▶ **Input records**:
════════════════════

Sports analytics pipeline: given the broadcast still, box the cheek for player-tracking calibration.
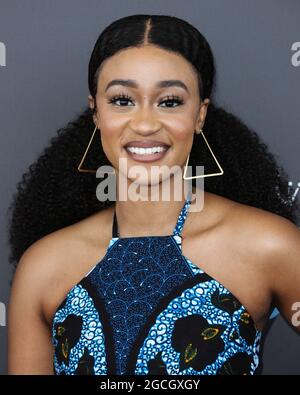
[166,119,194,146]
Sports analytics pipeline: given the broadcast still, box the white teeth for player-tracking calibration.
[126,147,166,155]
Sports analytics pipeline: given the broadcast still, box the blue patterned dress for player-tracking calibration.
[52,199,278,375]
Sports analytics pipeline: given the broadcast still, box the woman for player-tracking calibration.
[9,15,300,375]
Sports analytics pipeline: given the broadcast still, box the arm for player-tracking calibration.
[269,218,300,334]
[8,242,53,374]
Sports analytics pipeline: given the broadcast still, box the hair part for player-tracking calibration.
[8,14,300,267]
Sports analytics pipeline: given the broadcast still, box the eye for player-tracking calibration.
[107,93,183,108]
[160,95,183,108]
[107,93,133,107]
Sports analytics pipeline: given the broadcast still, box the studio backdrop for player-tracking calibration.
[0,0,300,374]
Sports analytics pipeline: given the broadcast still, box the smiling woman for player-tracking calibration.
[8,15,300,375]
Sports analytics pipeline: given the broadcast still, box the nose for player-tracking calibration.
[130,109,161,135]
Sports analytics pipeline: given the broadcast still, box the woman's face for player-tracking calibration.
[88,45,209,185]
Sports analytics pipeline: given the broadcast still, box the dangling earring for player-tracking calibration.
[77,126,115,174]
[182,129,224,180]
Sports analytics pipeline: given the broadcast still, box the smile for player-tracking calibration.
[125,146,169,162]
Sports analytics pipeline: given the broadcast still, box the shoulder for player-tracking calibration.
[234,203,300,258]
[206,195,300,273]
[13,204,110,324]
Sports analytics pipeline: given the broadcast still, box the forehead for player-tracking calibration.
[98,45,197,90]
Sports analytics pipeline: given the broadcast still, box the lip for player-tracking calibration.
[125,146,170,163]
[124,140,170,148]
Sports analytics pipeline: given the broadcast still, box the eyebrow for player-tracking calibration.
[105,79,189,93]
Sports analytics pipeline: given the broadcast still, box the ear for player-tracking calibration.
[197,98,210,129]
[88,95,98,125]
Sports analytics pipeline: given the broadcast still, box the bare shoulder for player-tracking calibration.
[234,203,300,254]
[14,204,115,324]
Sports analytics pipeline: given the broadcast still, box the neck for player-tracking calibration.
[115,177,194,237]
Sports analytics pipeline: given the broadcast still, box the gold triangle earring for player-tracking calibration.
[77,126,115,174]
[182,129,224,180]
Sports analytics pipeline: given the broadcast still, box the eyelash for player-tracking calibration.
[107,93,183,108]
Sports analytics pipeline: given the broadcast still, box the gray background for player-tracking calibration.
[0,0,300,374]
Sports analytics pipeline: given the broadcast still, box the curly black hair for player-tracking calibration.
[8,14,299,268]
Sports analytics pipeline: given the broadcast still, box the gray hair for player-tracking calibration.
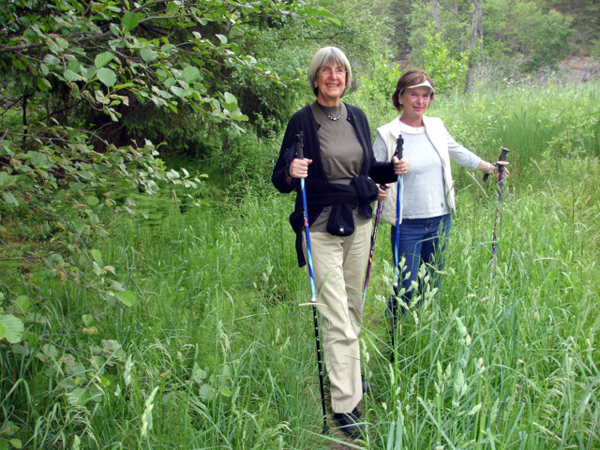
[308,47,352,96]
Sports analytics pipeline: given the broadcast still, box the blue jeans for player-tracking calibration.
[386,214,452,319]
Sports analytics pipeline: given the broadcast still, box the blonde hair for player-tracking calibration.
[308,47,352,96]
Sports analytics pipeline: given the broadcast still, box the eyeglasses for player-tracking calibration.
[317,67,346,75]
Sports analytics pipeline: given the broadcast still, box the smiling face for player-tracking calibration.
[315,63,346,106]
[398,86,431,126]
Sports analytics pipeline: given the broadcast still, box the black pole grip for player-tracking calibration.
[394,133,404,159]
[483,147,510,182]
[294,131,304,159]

════════════════════

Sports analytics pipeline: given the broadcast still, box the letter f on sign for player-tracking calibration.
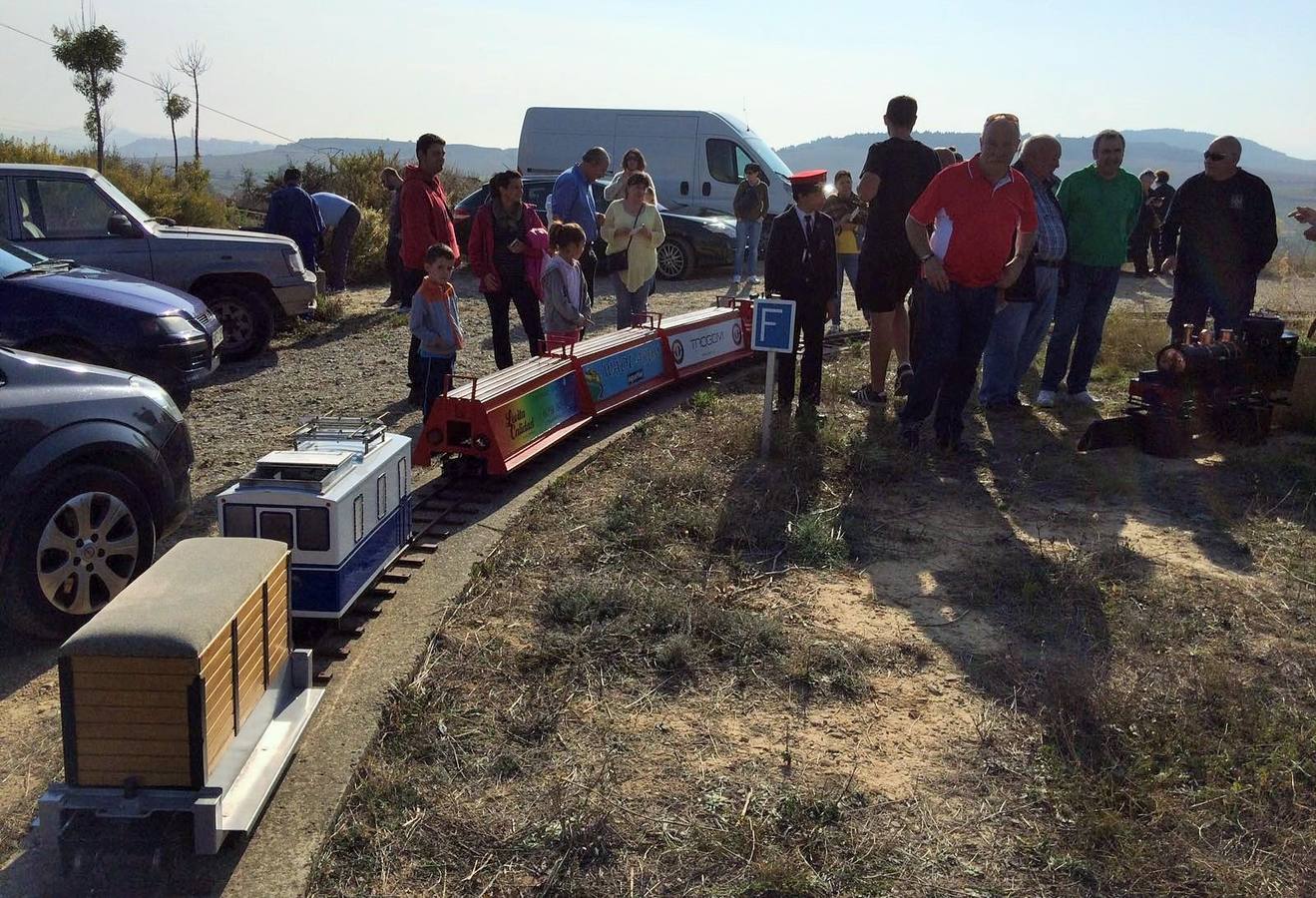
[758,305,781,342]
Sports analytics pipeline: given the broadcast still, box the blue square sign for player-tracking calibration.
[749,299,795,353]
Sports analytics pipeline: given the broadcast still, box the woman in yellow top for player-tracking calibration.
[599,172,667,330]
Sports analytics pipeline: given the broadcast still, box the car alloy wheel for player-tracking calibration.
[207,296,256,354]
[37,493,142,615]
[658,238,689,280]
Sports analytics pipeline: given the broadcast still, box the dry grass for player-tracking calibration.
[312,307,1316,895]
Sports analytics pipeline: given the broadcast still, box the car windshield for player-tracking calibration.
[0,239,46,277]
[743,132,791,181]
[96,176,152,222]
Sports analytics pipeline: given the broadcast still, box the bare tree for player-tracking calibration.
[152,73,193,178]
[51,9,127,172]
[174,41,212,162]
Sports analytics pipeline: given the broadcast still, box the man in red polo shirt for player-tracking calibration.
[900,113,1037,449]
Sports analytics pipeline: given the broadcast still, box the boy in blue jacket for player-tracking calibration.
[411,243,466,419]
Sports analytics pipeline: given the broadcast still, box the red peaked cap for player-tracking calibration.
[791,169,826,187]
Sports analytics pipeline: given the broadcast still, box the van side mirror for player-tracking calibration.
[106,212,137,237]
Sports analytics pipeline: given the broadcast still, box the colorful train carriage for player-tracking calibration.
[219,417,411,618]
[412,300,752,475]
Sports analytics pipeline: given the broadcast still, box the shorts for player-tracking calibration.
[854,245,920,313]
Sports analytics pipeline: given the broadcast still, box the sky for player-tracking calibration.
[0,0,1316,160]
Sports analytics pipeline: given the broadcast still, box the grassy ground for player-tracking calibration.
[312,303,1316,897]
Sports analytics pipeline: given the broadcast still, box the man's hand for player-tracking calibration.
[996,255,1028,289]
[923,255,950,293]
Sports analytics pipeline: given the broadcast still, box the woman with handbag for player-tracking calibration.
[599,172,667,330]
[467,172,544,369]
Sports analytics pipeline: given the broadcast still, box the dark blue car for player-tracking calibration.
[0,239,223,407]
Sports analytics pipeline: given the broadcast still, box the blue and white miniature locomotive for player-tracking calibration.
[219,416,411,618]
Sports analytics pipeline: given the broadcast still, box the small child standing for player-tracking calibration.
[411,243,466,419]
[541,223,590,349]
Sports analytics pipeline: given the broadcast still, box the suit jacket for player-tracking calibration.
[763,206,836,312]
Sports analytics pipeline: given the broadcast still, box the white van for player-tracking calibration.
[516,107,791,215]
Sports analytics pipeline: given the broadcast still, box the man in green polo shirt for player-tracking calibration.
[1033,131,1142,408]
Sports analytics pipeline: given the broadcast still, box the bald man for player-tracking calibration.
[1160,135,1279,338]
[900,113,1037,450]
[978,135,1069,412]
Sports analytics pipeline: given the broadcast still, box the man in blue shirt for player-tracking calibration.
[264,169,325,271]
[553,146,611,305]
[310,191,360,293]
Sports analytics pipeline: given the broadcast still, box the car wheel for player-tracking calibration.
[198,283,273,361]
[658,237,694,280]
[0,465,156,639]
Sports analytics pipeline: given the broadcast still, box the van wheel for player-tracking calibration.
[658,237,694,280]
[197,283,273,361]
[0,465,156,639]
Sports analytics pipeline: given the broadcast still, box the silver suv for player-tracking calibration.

════════════════════

▶ **Short task**: Report each line from the items above that contains the string "polo". Case matters.

▶ **Final answer**:
Sports analytics pipeline: given the broadcast still, box the man in red polo shirt for player-tracking calibration.
Sports analytics pipeline: given the broadcast still, box the man in green polo shirt for player-tracking calibration.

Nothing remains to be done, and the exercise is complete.